* START Supplied entries *

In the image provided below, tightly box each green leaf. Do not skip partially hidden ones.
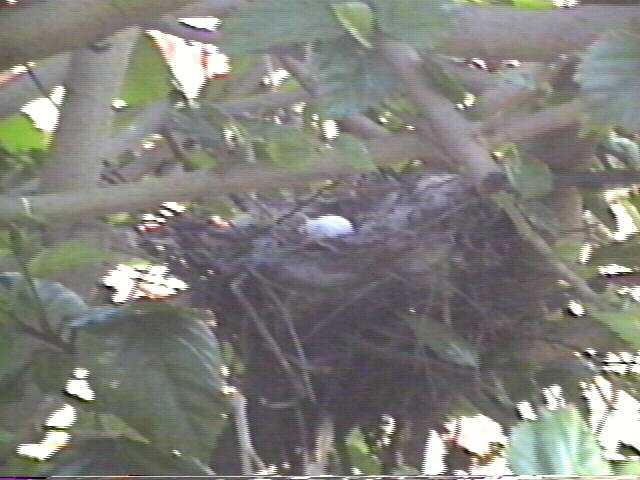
[0,272,87,325]
[0,113,48,154]
[31,348,76,393]
[372,0,457,49]
[187,152,218,170]
[28,240,111,277]
[507,406,611,475]
[589,242,640,268]
[218,0,344,55]
[505,153,553,199]
[78,304,228,460]
[575,29,640,131]
[582,191,618,231]
[332,133,376,171]
[513,0,555,10]
[47,438,213,477]
[612,460,640,477]
[120,35,173,106]
[593,310,640,348]
[402,315,480,367]
[345,428,382,475]
[316,39,396,118]
[331,2,374,48]
[265,125,316,171]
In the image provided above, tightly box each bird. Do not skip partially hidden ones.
[299,215,355,240]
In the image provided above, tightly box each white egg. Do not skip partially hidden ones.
[302,215,354,238]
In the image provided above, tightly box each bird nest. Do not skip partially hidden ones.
[135,171,584,471]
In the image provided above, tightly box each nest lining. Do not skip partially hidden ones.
[142,172,558,472]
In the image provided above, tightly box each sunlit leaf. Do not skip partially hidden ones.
[507,406,611,475]
[0,113,47,154]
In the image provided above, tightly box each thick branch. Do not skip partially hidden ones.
[0,0,194,70]
[40,29,139,193]
[379,38,500,187]
[437,5,640,62]
[0,133,430,224]
[0,53,70,117]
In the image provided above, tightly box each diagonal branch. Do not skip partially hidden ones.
[378,38,500,190]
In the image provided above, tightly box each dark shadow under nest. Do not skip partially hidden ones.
[134,172,616,474]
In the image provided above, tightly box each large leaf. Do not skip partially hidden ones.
[507,407,611,475]
[219,0,344,55]
[317,38,396,118]
[575,29,640,131]
[0,272,87,332]
[78,304,227,459]
[47,438,213,476]
[120,35,172,105]
[505,152,553,199]
[0,113,47,153]
[372,0,456,49]
[513,0,555,10]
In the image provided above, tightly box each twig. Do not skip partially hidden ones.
[230,273,306,400]
[252,270,318,403]
[494,194,608,309]
[229,390,266,475]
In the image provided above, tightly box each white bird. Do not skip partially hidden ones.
[301,215,354,239]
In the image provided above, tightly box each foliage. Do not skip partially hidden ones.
[221,0,343,55]
[6,0,640,476]
[119,35,172,106]
[507,407,611,475]
[317,38,394,118]
[576,30,640,131]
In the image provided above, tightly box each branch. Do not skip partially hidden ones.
[436,5,640,62]
[480,99,587,147]
[183,0,640,62]
[140,18,223,43]
[0,133,434,224]
[40,28,139,193]
[0,53,69,117]
[0,0,194,70]
[378,38,501,190]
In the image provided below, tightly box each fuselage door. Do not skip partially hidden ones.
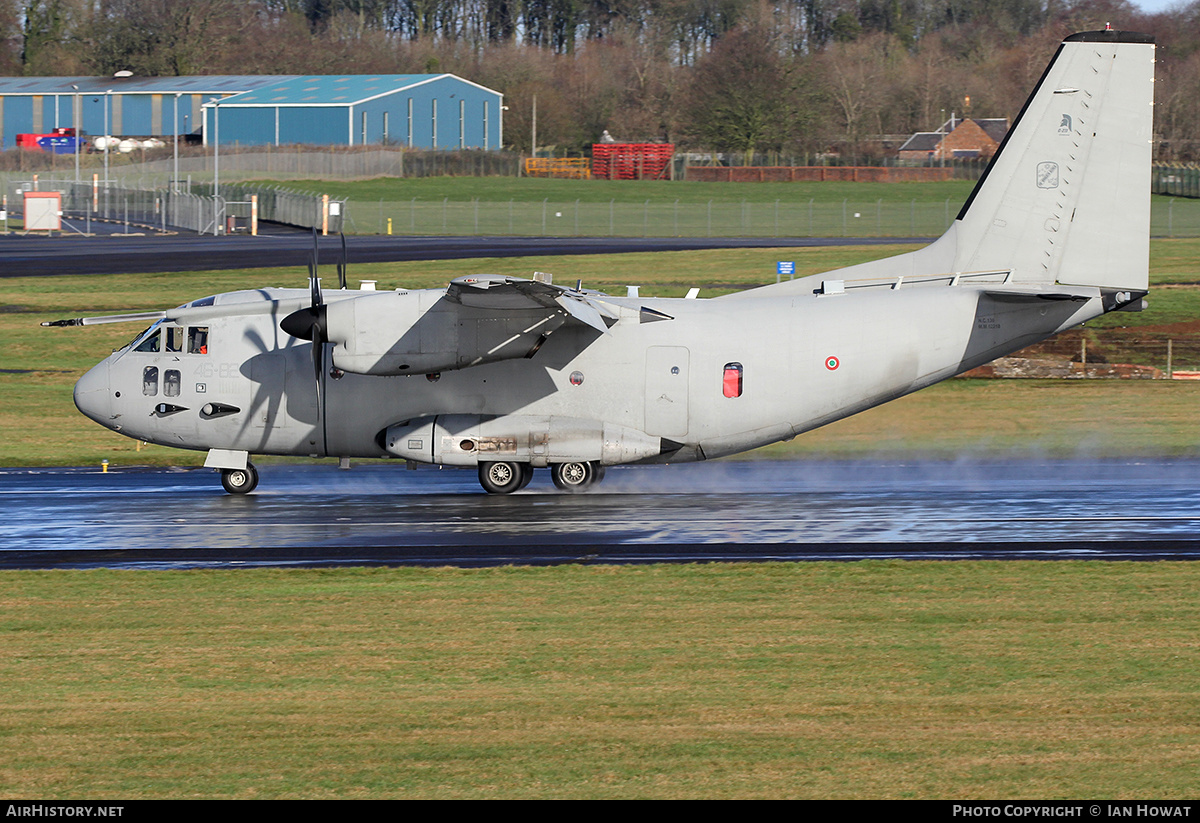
[646,346,690,438]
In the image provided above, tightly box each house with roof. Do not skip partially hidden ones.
[0,74,504,149]
[900,115,1008,162]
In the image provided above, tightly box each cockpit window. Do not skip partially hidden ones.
[134,331,162,352]
[187,326,209,354]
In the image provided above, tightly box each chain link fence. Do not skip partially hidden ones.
[4,175,346,234]
[346,198,1200,238]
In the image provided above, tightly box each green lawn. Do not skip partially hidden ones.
[0,563,1200,800]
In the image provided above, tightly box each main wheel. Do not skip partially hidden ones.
[479,461,533,494]
[550,461,604,493]
[221,463,258,494]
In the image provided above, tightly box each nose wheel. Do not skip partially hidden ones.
[221,463,258,494]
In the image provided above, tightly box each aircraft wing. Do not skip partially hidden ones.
[42,312,167,326]
[446,275,618,335]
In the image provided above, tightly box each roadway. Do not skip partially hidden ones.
[0,224,931,277]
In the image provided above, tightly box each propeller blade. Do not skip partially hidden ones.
[337,232,346,289]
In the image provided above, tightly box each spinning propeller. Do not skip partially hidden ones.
[280,227,346,415]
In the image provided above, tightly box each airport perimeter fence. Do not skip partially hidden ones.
[128,146,521,180]
[346,198,1200,238]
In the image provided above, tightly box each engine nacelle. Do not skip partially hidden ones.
[384,414,678,468]
[325,289,566,374]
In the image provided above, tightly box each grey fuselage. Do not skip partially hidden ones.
[76,277,1104,464]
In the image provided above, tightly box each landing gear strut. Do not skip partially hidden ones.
[221,463,258,494]
[479,461,533,494]
[550,461,604,494]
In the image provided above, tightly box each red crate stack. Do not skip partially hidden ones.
[592,143,674,180]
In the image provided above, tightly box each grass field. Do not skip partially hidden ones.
[7,563,1200,799]
[236,178,1200,238]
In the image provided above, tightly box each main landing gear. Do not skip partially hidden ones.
[479,461,604,494]
[221,463,258,494]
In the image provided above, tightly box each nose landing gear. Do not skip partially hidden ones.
[221,463,258,494]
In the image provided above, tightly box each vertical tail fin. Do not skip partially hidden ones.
[950,31,1154,290]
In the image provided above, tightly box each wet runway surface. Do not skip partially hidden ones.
[0,461,1200,567]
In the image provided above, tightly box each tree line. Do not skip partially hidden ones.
[7,0,1200,161]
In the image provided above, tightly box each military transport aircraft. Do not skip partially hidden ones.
[47,30,1154,493]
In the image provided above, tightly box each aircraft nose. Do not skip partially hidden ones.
[74,360,113,426]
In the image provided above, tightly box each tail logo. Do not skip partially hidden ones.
[1038,163,1058,188]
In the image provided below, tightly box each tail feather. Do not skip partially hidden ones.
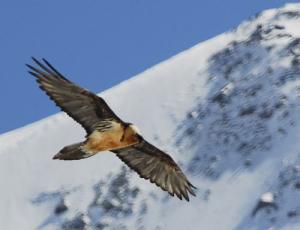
[53,142,94,160]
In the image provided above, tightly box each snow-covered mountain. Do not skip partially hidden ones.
[0,4,300,230]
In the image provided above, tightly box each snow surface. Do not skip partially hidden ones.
[0,4,300,230]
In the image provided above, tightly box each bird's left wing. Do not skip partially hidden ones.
[112,139,195,201]
[27,58,121,134]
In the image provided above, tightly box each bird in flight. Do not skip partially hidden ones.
[27,58,195,201]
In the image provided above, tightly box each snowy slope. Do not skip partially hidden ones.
[0,4,300,230]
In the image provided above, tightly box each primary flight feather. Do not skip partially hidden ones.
[27,58,195,201]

* END Supplied entries *

■ To do
Can you print the whole listing above word for word, leaving out the pictures?

■ Exercise result
In the image provided below, tightly box each green leaf. Do not skip partially hidden ones.
[0,272,87,325]
[0,113,48,154]
[31,348,76,393]
[372,0,457,49]
[187,152,218,170]
[28,240,111,277]
[507,406,611,475]
[589,242,640,268]
[218,0,344,55]
[505,153,553,199]
[78,304,228,460]
[575,29,640,131]
[582,191,618,231]
[332,133,376,171]
[513,0,555,10]
[47,438,213,477]
[612,460,640,477]
[120,35,173,106]
[593,310,640,348]
[402,315,480,367]
[345,428,382,475]
[316,39,396,118]
[331,2,374,48]
[265,125,316,171]
In the image provided above, tightly box each bird. Do not skip partially hidden ones.
[299,215,355,240]
In the image provided above, tightly box each white egg. Do not skip partially hidden ones.
[302,215,354,238]
In the image provided above, tightly box each bird nest. Do not skip partially hidden ones.
[135,171,584,471]
In the image provided above, tightly box each nest lining. Do not skip partially hidden ones.
[142,172,558,472]
In the image provided above, tightly box each sunlit leaf. Do not skip partially hidden ones.
[507,406,611,475]
[0,113,47,154]
In the image provided above, tightly box each thick branch. Do not skip partially hidden ones.
[0,0,194,70]
[40,29,139,193]
[379,38,500,187]
[437,5,640,62]
[0,133,430,224]
[0,53,70,117]
In the image provided above, tightly box each diagonal branch. Do not skip partially hidden ones.
[378,38,500,190]
In the image provided above, tightly box each dark shadow under nest. Do not skip partially hidden ones.
[134,172,616,474]
In the image provided above, tightly box each large leaf. Do not skip partially hidden ones.
[507,407,611,475]
[219,0,344,55]
[317,38,396,118]
[575,29,640,131]
[0,272,87,332]
[78,304,227,459]
[47,438,213,476]
[120,35,172,105]
[505,152,553,199]
[0,113,47,153]
[372,0,456,49]
[513,0,555,10]
In the image provided above, tightly box each twig. Do not skip partially hidden ones.
[230,273,306,400]
[252,270,318,403]
[494,194,608,309]
[229,390,266,475]
In the image provided above, tightly box each white bird. Do not skip partially hidden ones.
[301,215,354,239]
In the image provided above, tightly box each foliage. Do not skip partially hidden ones.
[221,0,343,55]
[6,0,640,476]
[119,35,172,106]
[507,407,611,475]
[317,38,394,118]
[576,30,640,131]
In the image provided above, tightly box each branch. Do not skip partially hidden ones.
[436,5,640,62]
[480,99,587,147]
[183,0,640,62]
[140,18,223,43]
[0,133,434,224]
[40,28,139,193]
[0,53,69,117]
[0,0,194,70]
[378,38,501,190]
In the image provided below, tightly box each fuselage door. Do not skip partially hidden ones.
[646,346,690,438]
In the image provided above, tightly box each house with roof. Do not skip partially hidden ones.
[0,74,504,149]
[900,115,1008,162]
In the image provided above, tightly box each cockpit window. Do not skip partially hidden ones.
[134,331,162,352]
[187,326,209,354]
In the image provided above, tightly box each chain link fence. Do not skip partially hidden ones.
[4,175,346,234]
[346,198,1200,238]
In the image provided above, tightly box each green lawn. Do not skip partially hidden ones.
[0,563,1200,800]
In the image provided above, tightly box each main wheel. Do not skip partially hidden ones.
[479,461,533,494]
[550,461,604,493]
[221,463,258,494]
In the image provided above, tightly box each nose wheel. Do not skip partially hidden ones.
[221,463,258,494]
In the image provided above, tightly box each aircraft wing. Do not skip partially hidden ones.
[42,312,167,326]
[446,275,618,335]
In the image provided above, tightly box each roadway. Do not skip partially hidden ones.
[0,224,931,277]
In the image provided above, tightly box each propeller blade. Do not skip partially hidden ones.
[337,232,346,289]
In the image provided above, tightly box each spinning propeller. Do not skip partially hidden ones.
[280,227,346,415]
In the image provided above, tightly box each airport perimeter fence. Do not skip partially hidden ones.
[128,146,521,180]
[346,198,1200,238]
In the image provided above, tightly box each engine nacelle. Do not skip partially hidden ones.
[384,414,678,468]
[325,289,566,374]
In the image provided above, tightly box each grey fuselage. Do not skip partially hidden ones.
[76,277,1104,464]
In the image provided above, tightly box each landing gear strut. Do not skip partially hidden ones.
[221,463,258,494]
[479,461,533,494]
[550,461,604,494]
In the image provided above, tightly box each red crate stack. Do not skip partially hidden ones.
[592,143,674,180]
In the image provided above, tightly box each grass field. Do not skip partially hidden ones.
[7,563,1200,799]
[236,178,1200,238]
In the image provided above, tightly box each main landing gear. Do not skip partially hidden ones.
[479,461,604,494]
[221,463,258,494]
In the image provided above, tightly box each nose landing gear. Do not skip partially hidden ones.
[221,463,258,494]
In the image provided above, tightly box each vertical tail fin. Do not skip partially hidden ones.
[950,31,1154,290]
In the image provided above, tightly box each wet runway surface. Do not skip partially hidden ones.
[0,461,1200,567]
In the image provided above, tightly box each tree line. Do not skip partially hidden ones.
[7,0,1200,161]
In the image provided above, tightly box each military transport aircraft. Do not skip partially hidden ones.
[47,30,1154,493]
In the image provided above, tightly box each aircraft nose. Do not skip partially hidden ones.
[74,360,113,426]
In the image provided above, tightly box each tail logo. Do not skip partially hidden ones.
[1038,163,1058,188]
In the image provided below, tightly box each tail feather. Do not skip partially hidden ones.
[53,142,94,160]
In the image provided above, tightly box each snow-covered mountain. Do not skip partially hidden ones.
[0,4,300,230]
In the image provided above, tightly box each snow surface. Do not skip partially hidden ones.
[0,4,300,230]
In the image provided above, tightly box each bird's left wing. Do not skip partially hidden ones.
[112,139,195,201]
[27,58,121,134]
In the image provided above, tightly box each bird in flight. Do not skip partially hidden ones.
[27,58,195,201]
In the image provided above, tightly box each snowy slope. Do not skip partially hidden ones.
[0,4,300,230]
In the image provided above, tightly box each primary flight feather. Do not skip partially hidden ones.
[27,58,195,201]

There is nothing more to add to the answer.